John Middleton cried watching Ashley Thomas' death on Emmerdale

  • Bang Showbiz
  • 6 April 2017
John Middleton

John Middleton

John Middleton cried watching his character's death on 'Emmerdale', which left him feeling "uncomfortable" when he watched his final scenes

John Middleton cried watching his character's death on 'Emmerdale'.

The 63-year-old actor has revealed his storyline in the longstanding soap, which saw him play the role of Ashley Thomas who battled with dementia for two years, tugged on his heart strings because he found the plot "harrowing", especially watching his co-star Rosie Bentham's, who plays his on-screen daughter Gabby Thomas, reaction.

Speaking to The Sun Online about his last scenes, he said: "You can't get away from the fact that it's harrowing.

"I did shed a tear, but it wasn't so much about me, I was watching other people like little Alfie and Rosie who plays Gabby and their reaction, which I found deeply moving.

"Freddie who was holding my hand, I found that immensely moving. And I have to say, it's beautifully written, it's a beautiful episode to watch."

Exercises to complete —
(a) Write out the John Middleton article from "The 63-year-old actor" to "Gabby Thomas, reaction.".
(b) Pick up the John Middleton article after its last sentence and write what follows.

Material provided —

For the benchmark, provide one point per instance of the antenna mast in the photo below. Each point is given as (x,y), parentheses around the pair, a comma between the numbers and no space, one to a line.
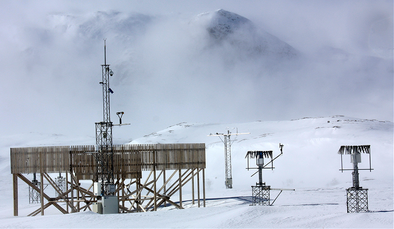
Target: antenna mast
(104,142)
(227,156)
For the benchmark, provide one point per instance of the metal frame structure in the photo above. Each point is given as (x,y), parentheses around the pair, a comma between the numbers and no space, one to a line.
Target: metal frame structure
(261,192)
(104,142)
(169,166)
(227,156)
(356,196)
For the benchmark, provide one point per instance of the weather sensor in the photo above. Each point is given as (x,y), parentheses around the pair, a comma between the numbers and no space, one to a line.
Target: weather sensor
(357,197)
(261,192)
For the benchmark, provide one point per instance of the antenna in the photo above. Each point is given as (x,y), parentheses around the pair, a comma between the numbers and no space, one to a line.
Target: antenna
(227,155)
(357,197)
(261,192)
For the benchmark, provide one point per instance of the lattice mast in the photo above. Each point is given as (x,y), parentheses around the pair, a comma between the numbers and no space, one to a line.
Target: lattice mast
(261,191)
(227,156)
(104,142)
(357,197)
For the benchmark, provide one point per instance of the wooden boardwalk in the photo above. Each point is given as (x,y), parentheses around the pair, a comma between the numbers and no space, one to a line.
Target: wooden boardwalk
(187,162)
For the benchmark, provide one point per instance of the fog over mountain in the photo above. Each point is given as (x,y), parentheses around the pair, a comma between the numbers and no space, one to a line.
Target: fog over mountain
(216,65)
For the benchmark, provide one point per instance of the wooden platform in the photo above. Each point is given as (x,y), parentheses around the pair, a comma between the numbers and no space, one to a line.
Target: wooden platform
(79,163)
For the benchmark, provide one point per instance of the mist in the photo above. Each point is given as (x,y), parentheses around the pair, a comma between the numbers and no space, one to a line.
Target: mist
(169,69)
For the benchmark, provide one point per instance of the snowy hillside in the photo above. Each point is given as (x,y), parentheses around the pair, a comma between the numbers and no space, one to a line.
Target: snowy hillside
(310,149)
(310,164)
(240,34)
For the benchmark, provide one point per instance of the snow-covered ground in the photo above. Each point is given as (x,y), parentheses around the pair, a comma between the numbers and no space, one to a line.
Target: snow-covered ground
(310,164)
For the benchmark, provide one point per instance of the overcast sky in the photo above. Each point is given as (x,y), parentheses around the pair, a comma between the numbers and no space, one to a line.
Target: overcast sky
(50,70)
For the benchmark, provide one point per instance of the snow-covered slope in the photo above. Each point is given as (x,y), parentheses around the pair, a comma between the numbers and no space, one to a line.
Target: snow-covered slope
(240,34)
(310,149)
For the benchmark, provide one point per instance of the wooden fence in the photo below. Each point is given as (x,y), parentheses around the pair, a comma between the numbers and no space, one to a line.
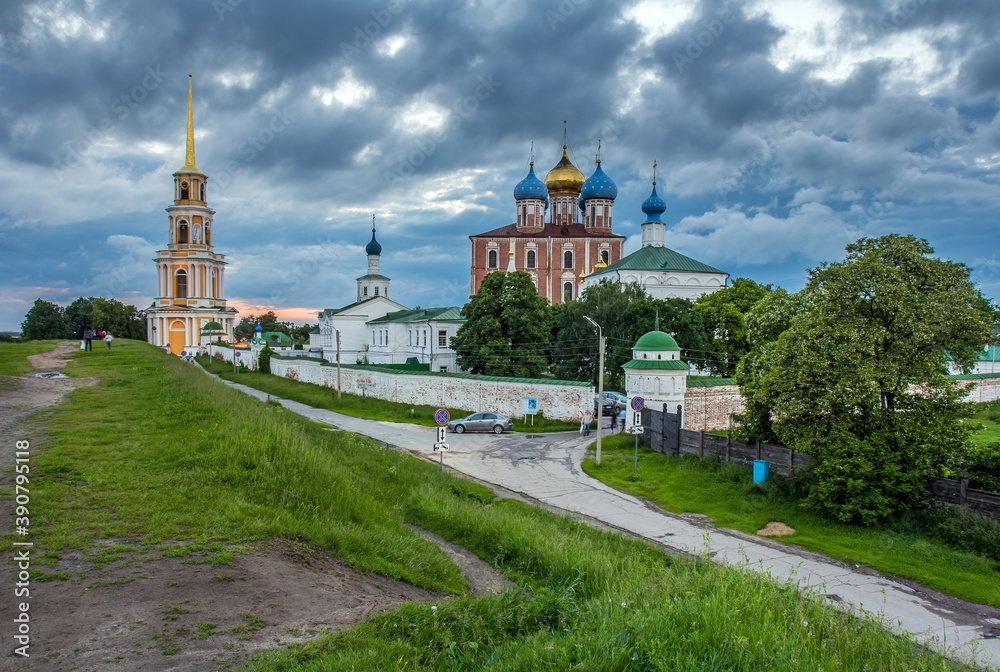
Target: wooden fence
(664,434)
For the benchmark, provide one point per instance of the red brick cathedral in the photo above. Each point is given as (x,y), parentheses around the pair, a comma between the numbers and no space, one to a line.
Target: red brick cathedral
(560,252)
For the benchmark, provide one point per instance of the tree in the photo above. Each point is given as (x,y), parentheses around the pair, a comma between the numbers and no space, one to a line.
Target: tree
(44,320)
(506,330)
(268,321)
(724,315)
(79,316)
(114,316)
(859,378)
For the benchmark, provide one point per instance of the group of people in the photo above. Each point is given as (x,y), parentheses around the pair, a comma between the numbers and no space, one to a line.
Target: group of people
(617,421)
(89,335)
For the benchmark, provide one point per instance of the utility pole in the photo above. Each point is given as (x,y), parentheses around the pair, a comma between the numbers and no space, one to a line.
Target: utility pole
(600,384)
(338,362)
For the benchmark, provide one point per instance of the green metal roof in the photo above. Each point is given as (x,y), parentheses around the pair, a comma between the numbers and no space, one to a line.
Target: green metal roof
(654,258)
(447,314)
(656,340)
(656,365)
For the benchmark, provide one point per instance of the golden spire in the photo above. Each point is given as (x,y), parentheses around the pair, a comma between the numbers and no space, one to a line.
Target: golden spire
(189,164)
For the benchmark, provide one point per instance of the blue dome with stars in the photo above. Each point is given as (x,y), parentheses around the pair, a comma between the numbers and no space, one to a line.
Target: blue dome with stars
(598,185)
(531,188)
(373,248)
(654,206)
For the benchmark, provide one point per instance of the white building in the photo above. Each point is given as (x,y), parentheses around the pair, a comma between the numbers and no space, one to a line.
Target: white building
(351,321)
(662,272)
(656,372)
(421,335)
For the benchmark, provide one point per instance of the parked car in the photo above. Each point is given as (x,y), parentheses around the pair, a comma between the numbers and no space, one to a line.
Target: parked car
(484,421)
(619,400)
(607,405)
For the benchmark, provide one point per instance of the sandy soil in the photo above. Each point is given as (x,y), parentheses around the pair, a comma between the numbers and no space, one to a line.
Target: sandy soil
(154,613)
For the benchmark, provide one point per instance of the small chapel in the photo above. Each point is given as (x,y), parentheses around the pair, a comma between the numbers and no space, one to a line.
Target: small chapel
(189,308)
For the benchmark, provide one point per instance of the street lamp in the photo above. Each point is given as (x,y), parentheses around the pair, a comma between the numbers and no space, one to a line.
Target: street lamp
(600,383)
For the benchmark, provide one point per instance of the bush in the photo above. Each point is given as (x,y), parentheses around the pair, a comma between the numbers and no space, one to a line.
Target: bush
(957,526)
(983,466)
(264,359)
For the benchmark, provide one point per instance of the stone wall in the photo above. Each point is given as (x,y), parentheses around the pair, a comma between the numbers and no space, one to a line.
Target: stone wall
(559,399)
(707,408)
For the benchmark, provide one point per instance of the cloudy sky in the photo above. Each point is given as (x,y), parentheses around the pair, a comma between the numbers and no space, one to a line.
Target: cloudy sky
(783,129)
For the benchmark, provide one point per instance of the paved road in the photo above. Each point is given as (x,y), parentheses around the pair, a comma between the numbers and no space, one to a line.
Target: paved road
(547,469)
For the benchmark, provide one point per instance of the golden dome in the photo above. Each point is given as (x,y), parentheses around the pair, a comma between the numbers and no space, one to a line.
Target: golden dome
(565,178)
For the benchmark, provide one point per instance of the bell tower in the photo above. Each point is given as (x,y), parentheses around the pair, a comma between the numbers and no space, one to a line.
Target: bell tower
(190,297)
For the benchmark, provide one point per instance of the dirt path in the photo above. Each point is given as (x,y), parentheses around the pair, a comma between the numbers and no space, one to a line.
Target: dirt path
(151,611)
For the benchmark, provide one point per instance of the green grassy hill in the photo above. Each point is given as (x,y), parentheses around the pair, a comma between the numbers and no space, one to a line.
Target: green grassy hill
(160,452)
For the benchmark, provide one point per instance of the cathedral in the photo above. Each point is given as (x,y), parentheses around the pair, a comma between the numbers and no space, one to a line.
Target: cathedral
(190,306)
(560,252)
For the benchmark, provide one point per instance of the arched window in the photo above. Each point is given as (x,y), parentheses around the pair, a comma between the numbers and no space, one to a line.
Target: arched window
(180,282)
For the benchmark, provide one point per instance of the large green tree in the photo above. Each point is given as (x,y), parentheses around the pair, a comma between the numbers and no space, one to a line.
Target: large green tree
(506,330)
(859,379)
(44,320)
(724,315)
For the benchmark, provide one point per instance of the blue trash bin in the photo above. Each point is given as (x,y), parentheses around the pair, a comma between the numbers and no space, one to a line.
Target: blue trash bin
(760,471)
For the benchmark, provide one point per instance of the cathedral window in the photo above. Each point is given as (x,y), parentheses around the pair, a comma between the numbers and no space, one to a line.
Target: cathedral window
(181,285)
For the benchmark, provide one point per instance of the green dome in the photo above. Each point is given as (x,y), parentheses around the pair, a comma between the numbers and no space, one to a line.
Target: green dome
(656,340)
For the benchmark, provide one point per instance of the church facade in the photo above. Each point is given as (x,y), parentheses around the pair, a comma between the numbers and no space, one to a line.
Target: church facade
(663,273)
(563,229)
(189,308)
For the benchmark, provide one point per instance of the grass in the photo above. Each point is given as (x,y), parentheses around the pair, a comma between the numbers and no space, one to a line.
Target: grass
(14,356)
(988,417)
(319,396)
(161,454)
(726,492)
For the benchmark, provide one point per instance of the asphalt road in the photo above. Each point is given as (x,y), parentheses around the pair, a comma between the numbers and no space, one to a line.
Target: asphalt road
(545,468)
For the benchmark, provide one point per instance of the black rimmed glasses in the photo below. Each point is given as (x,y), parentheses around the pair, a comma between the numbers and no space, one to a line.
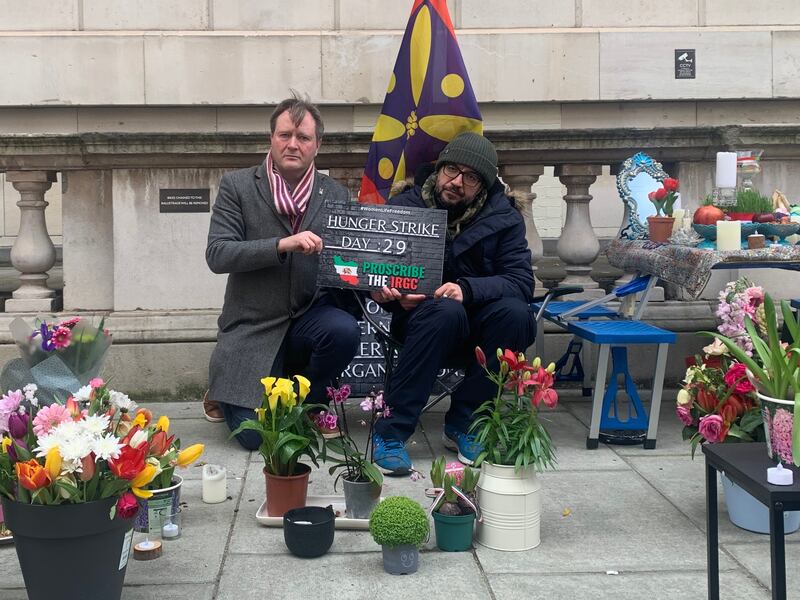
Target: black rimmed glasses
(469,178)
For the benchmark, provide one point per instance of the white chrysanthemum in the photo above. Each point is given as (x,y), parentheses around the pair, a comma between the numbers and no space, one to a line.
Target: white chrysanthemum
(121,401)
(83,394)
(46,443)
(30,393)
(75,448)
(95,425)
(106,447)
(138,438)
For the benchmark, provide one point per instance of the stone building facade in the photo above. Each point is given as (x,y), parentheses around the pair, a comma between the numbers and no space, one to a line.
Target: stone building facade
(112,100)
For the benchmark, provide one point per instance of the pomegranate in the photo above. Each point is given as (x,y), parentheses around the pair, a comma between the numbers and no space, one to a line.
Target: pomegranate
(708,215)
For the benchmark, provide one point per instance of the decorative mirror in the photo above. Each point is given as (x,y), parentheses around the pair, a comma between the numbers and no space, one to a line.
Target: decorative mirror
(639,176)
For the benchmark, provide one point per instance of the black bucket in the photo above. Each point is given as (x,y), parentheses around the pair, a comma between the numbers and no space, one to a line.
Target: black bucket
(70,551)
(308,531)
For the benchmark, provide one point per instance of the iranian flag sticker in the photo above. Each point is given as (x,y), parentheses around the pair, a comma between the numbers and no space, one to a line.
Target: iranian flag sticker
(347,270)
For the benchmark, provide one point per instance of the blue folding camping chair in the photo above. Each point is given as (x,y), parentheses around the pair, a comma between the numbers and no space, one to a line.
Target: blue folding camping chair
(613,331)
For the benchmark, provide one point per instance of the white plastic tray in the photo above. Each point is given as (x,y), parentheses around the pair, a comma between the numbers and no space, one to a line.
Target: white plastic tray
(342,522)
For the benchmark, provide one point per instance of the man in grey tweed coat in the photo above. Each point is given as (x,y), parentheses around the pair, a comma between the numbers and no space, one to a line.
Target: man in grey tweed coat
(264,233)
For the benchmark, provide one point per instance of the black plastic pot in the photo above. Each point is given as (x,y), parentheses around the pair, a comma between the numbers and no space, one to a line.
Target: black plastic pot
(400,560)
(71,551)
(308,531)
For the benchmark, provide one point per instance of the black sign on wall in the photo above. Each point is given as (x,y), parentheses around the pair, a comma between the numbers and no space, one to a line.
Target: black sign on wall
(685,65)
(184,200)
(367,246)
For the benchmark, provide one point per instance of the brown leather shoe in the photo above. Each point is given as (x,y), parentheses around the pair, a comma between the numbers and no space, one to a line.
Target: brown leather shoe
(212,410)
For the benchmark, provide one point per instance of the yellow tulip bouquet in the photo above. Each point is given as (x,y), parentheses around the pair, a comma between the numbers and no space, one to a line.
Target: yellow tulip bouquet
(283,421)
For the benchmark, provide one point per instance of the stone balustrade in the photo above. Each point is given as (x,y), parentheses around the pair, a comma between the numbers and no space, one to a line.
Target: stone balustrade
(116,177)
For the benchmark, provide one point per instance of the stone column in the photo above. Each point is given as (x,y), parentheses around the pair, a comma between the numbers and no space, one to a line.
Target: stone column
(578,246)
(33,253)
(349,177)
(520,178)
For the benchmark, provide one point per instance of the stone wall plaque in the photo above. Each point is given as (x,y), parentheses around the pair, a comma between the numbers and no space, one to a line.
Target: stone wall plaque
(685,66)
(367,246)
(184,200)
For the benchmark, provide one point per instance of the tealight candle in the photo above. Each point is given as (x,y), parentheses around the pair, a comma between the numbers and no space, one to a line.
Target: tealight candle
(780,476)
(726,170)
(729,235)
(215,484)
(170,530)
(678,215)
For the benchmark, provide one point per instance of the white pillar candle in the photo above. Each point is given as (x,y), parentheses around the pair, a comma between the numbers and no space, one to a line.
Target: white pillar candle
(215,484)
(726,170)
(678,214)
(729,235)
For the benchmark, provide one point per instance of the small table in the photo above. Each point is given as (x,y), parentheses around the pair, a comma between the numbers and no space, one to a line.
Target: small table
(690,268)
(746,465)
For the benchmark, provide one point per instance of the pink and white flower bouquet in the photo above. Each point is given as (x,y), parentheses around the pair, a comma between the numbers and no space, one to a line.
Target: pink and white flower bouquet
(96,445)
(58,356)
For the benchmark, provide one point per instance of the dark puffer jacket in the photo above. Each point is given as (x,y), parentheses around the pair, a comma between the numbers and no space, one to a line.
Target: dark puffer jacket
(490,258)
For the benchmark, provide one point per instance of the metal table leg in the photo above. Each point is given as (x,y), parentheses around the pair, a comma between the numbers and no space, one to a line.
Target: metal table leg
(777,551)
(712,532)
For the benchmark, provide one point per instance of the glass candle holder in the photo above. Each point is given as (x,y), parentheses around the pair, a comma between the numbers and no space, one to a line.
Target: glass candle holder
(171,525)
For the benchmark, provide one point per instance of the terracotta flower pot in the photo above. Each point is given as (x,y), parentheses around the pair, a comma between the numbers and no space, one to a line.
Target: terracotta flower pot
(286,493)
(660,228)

Response list —
(a)
The 63-year-old actor has revealed his storyline in the longstanding soap, which saw him play the role of Ashley Thomas who battled with dementia for two years, tugged on his heart strings because he found the plot "harrowing", especially watching his co-star Rosie Bentham's, who plays his on-screen daughter Gabby Thomas, reaction.

(b)
And watching the episode where he died as a viewer left him feeling "uncomfortable" because it made him realise it was the end of his time acting on the programme, which he has been a part of for 20 years.

He explained: "It's uncomfortable to see yourself dying. It's nothing unusual to play death [but] nevertheless, it did signal the end of 20 years of my life."

However John has found portraying the loveable vicar has made him "immensely proud", especially because he has been praised by viewers for his "accurate" depiction of the disease from those who have "direct contact" with dementia themselves.

Speaking previously, he said: "People are stopping me in the streets saying thank you for doing this, and that is in many ways the best award. Particularly when you are talking to people who have got direct contact with this disease, who have lost loved ones to it, or who are caring for people with it, or people who have the disease. They say thank you for portraying it so accurately, so that makes me immensely proud."